| OBJECTIVE |
Send back the entries below exactly as they appear.

(Records of labeled points)
----

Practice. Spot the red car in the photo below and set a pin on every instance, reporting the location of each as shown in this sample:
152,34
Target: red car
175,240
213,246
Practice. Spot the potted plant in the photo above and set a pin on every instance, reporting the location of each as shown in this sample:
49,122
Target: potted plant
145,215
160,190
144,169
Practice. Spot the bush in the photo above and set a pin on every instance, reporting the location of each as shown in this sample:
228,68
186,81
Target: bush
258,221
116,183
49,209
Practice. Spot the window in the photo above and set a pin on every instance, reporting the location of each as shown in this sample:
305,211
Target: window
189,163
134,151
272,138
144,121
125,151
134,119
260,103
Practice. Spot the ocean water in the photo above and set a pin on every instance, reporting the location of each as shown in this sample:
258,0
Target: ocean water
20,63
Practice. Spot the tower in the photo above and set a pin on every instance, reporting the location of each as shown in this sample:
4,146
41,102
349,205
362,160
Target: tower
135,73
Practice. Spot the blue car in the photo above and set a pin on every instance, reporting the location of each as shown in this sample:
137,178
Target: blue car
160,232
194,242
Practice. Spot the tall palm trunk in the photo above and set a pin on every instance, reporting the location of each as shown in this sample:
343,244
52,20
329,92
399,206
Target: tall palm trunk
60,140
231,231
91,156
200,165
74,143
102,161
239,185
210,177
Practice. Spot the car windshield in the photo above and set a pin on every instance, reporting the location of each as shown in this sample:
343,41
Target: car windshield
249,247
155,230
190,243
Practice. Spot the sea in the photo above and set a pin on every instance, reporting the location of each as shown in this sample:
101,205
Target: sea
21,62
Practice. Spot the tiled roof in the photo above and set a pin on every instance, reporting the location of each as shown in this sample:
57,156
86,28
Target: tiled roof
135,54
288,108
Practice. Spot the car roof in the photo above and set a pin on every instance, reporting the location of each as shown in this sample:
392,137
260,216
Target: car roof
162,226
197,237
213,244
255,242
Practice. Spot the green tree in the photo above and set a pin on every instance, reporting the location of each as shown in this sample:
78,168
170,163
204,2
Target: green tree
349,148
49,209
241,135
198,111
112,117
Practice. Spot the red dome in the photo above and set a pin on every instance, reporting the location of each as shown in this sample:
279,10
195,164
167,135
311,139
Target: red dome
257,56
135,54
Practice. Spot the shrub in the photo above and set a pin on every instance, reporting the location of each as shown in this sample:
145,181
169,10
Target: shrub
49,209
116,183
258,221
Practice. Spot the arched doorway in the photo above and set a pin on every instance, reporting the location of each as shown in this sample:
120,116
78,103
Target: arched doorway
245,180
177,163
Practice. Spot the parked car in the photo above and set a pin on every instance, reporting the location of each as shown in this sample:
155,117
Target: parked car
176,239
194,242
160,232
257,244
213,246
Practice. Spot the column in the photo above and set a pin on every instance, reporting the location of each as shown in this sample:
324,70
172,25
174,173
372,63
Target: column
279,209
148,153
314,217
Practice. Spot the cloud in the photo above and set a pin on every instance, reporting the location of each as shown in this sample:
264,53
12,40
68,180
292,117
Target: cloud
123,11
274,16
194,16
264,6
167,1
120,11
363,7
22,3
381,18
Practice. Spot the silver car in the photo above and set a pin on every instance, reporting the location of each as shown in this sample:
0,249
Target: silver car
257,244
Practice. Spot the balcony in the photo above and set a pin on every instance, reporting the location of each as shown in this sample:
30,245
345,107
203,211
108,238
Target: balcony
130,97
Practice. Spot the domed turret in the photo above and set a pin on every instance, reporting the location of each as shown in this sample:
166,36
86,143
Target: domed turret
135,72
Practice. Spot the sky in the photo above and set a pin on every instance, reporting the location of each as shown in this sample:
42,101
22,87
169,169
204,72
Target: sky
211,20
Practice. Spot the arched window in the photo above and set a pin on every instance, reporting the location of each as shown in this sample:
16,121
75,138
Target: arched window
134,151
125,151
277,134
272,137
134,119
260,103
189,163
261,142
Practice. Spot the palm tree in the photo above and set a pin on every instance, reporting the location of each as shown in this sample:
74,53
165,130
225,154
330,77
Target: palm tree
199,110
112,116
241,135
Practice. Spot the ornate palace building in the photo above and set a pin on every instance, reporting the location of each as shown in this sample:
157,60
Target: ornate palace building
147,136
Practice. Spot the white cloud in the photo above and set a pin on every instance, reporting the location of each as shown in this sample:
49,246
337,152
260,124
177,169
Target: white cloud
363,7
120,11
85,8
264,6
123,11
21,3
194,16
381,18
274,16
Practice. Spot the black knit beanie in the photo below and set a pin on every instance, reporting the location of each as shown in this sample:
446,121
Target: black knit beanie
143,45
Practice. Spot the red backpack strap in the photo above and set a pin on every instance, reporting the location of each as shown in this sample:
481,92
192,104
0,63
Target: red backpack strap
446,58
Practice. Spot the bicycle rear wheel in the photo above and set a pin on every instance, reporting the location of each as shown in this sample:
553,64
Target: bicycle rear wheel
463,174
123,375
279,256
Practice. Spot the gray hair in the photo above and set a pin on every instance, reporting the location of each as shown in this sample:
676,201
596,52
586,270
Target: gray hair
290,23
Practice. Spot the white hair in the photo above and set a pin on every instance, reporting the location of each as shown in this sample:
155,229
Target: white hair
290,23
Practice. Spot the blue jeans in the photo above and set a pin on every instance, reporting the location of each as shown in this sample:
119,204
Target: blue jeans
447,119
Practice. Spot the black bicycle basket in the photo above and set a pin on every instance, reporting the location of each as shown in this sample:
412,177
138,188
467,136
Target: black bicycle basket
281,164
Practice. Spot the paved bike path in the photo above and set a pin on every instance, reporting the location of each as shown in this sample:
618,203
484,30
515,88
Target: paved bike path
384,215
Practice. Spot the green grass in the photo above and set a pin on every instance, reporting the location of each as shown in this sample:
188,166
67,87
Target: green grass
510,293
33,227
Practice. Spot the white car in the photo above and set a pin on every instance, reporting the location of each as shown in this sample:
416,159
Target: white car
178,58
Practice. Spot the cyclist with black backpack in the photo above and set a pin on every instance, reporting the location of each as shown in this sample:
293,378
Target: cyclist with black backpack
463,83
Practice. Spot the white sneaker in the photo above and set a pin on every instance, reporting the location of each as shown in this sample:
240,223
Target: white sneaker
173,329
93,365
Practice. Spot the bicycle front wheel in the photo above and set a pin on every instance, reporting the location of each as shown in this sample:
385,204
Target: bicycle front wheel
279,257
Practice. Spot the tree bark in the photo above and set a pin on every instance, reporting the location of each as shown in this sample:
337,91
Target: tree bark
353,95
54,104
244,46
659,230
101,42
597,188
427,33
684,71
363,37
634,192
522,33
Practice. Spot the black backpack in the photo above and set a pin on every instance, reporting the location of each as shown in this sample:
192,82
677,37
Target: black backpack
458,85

----

| SOLVED PROBLEM |
Practice. Spot the red car in the photo below and set a pin on every instance, reporting the location of each as shown in this sample:
152,34
Target: red car
175,240
213,246
Practice. Spot the potted plant in the photo above and set a pin on every instance, reporting the location of each as shown in this sample:
49,122
Target: potted plant
145,215
160,190
144,169
Practice. Spot the bush in the photo above and set a pin on every instance, reporting the location of each as shown in this sample:
228,68
186,81
Target: bush
258,221
116,183
49,209
Practice. Spot the window in the photo above and set a pin on every instance, reporting the location of each as shown in this sample:
305,211
Target: window
189,163
134,151
272,138
144,121
125,151
134,119
260,103
Practice. Spot the ocean water in the photo above and set a pin on every instance, reporting the location of each as shown in this sample:
258,0
Target: ocean water
20,63
Practice. Spot the tower in the photo above and set a pin on every instance, reporting the location of each as shown in this sample:
4,146
41,102
349,205
362,160
Target: tower
135,73
Practice. Spot the blue car in the photo above and set a pin on every instance, reporting the location of each as shown in this sample:
137,178
Target: blue car
160,232
194,242
Practice. Spot the tall palm trunk in the photo above and set a pin on every instance, reporting the location of each as shown in this sample:
343,244
52,20
329,92
399,206
Target: tall palm trunk
60,140
231,231
91,156
200,165
74,143
102,161
239,185
210,177
Practice. Spot the car windshield in the photo above and set a pin on every instance, reporting the location of each as shown in this sample:
343,41
Target: car windshield
249,247
155,230
190,243
Practice. Spot the sea in the photo above and set a pin on every instance, reporting the location of each as shown in this sample:
101,205
Target: sea
21,62
Practice. Spot the tiled roof in the photo above and set a pin on every instance, reporting the location of each as shown in this sample:
57,156
86,28
Target: tiled roof
135,54
288,108
Practice. Spot the car roof in the photo above and set a pin on every instance, reporting the location of each as shown in this sample:
392,137
260,216
Target: car roof
162,226
197,237
213,244
255,242
Practice. Spot the green tree in the photo above and set a pin on every instance, reporting the location of each as shown in this sample:
78,168
170,163
204,2
Target: green tree
349,148
49,209
241,135
198,111
112,117
Practice. Spot the red dome in the photo above and set a pin on every instance, reporting the location of each as shown in this sample:
279,10
195,164
167,135
311,139
Target: red dome
257,56
135,54
Practice. Spot the shrub in the photo above and set a pin on every instance, reporting the location of each as shown in this sample:
145,181
169,10
Target: shrub
49,209
116,183
258,221
Practice. Spot the arched doorway in the photo above and set a pin on every instance, reporting the location of each as shown in this sample:
120,116
78,103
Target: arched doorway
245,180
177,163
Practice. Spot the parked car in the photo above and set a pin on every instance, reporting the location of each as shown in this sample:
155,117
Target: parked car
176,239
194,242
160,232
257,244
213,246
Practice. Spot the column in the photo above and set a pin on every instance, reporting the location of each as shown in this sample:
324,70
172,25
174,173
372,63
Target: column
279,209
148,153
314,217
Practice. Spot the cloud in the photo above and set a pin on every instance, reporting the location of each as shown in this sample:
264,53
12,40
68,180
292,117
Target: cloud
123,11
274,16
194,16
264,6
167,1
120,11
363,7
22,3
381,18
Practice. Spot the silver car in the photo above and set a pin on every instance, reporting the location of each as shown in this sample:
0,249
Target: silver car
257,244
Practice. Spot the balcony in the photo above and set a pin on every instance, reporting the location of each as shown in this sample:
30,245
345,107
203,211
108,238
Target: balcony
130,97
Practice. Spot the domed turret in the photo above and set a pin on every instance, reporting the location of each as shown in this sample:
166,36
86,143
Target: domed turret
135,72
Practice. Spot the sky in the photo above and set a pin on every instance, reporting the location of each as shown in this sample:
42,101
22,87
169,169
204,72
Target: sky
211,20
Practice. Spot the arched window in the photo above and set a pin on every instance, reporting the location of each as shown in this sample:
16,121
75,138
Target: arched window
134,151
125,151
277,134
272,137
134,119
260,103
189,163
261,142
Practice. Spot the palm tree in the photo above and set a pin on every instance, reporting the location of each as shown in this sample:
74,53
165,130
225,154
330,77
Target: palm tree
199,110
112,116
241,135
Practice. Spot the ornate palace building in the photo above and set a pin on every instance, reporting the location of each as shown in this sample:
157,60
Target: ornate palace building
147,136
Practice. Spot the white cloud in the photo above and set a pin on every instance, reporting the location of each as shown in this sample:
49,246
337,152
260,124
177,169
Target: white cloud
363,7
120,11
85,8
264,6
123,11
21,3
194,16
381,18
274,16
Practice. Spot the black knit beanie in the photo below and set a pin on every instance, reporting the location of each as shown in this sample:
446,121
Target: black knit beanie
143,45
Practice. Spot the red backpack strap in the photo above and set a pin on every instance, reporting the location of each as shown in this sample:
481,92
192,104
0,63
Target: red backpack strap
446,58
Practice. Spot the bicycle rear wheel in the photo above and set a pin on every instance, reporting the location of each as shown in this sample:
553,64
Target: bicycle rear wheel
463,174
123,375
279,256
Practice. Spot the gray hair in the photo above and set a pin on every instance, reporting the location of each as shown in this sample:
676,201
596,52
586,270
Target: gray hair
290,23
Practice. Spot the white hair in the photo above and set a pin on every instance, reporting the location of each as shown in this sample:
155,229
Target: white hair
290,23
Practice. Spot the blue jeans in the photo above and set a pin on every instance, reporting the location of each as shown in this sample:
119,204
Target: blue jeans
447,119
Practice. Spot the black bicycle basket in the photo above and set a pin on every instance, reporting the location of each as shown in this sample:
412,177
138,188
467,136
Target: black bicycle basket
281,164
Practice. Spot the paved bike path in the photo above and set a pin on every instance, reporting the location of each as shown in this sample:
618,203
484,30
515,88
Target: paved bike path
384,215
Practice. Spot the green grass in the photo above and set a pin on every instance, reporting the location of each as shown in this sample:
188,166
67,87
Target: green grass
510,293
33,227
Practice. Spot the white car in the photo above and set a pin on every instance, reporting the location of each as shown in this sample:
416,159
Target: white car
178,58
Practice. Spot the cyclist with black backpack in the photo above and set a pin on every instance, reporting the location of each as shown in this sample:
293,378
Target: cyclist with black backpack
463,83
Practice. Spot the white sneaker in the photo above and set a pin on every instance, reporting the location of each as shown in this sample:
240,223
Target: white sneaker
173,329
93,365
Practice. Spot the bicycle front wheel in the photo above and set a pin on every instance, reporting the location of each as shown in this sample:
385,204
Target: bicycle front wheel
279,257
Practice. Spot the tree bark in the photo above and set a pin on every instance, reporting the location of each as shown in this sample:
337,91
Target: tree bark
353,95
54,104
244,46
659,230
101,42
597,188
427,33
684,71
363,37
634,192
522,33
Practice. Spot the black backpack in the photo above and set a pin on every instance, reporting the location of each as shown in this sample:
192,82
677,37
Target: black backpack
458,85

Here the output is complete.